Saving Customers and Reputation Trumps Efficiency

You’d think that saving customers and protecting your company’s reputation would be more important than rigid adherence to cookie-cutter scripts and standard policies. They may promise efficiency but ignore special situations. But for many companies, management is so happy to have written policies and procedures that handle the majority of situations, they and their people can simply apply them to every situation, including those that are not only inappropriate, by down right detrimental to their customer retention.

You would do better to starts out with the premise that your customers judge you not by how well you do when things are right, but by how well you do when things are not. They have paid for your product or service but can’t get full use out of it because of something you or your contractors did or did not do. Every day that they go unsatisfied results in more hard feelings, untill finally, they become negative and irate.

### Listing:
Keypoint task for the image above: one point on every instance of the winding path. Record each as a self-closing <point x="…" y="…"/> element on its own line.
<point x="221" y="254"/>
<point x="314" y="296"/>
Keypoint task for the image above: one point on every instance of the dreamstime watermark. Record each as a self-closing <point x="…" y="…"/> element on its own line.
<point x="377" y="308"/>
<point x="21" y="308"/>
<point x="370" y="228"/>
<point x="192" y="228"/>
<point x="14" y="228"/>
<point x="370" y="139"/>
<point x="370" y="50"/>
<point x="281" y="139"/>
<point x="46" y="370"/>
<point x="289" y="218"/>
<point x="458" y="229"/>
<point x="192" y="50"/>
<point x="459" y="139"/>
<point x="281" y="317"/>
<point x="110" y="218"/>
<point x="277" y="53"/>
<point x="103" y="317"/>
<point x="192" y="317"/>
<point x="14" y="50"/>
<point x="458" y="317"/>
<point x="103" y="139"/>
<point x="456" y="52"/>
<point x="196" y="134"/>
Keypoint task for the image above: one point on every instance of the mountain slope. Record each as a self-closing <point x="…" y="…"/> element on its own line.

### What you have to do:
Write the next part of the piece on saving customers and reputation, starting after its last sentence. The records are separate material and aren't connected to the piece on saving customers and reputation.

### The answer:
This is not the time to tell them to wait their turn or put them through long delays on their way to resolution. This is the time to triage your incoming calls or visits to your customer care center. Determine who has critical issues that prevent them from effectively using your products and services and work with them first. Why? Because they are the most likely to hurt your reputation. You will not only lose them, but they will tell others and you will lose their friends and acquaintances as well.

On the other hand, if you identify those customers that require immediate assistance and make resolution of their issues a priority, just the opposite will happen. The satisfied customers will feel compelled to validate their patronage of your products and services by telling all their contacts how they were treated when they had a problem.

So why don’t more companies recognize this obvious human behavior? Poorly oriented employees easily grasp the cookie cutter approach and use it to “resolve” all complaints because it provides “no-thinking” security and reduces their personal responsibility. Many employees look for ways to make their jobs more routine, thus virtually eliminating their challenges. In addition, upper management never hears about the negative effects of this kind of blanket processing, so they are content to continue using this process.

But the process may only proven to be efficient from a the company’s customer service department’s standpoint, not from the customer’s perspective. Without the triage early in the communication, all customers are handled the same, regardless of the urgency of their complaint and the implications to the company’s, product’s and brand’s reputation.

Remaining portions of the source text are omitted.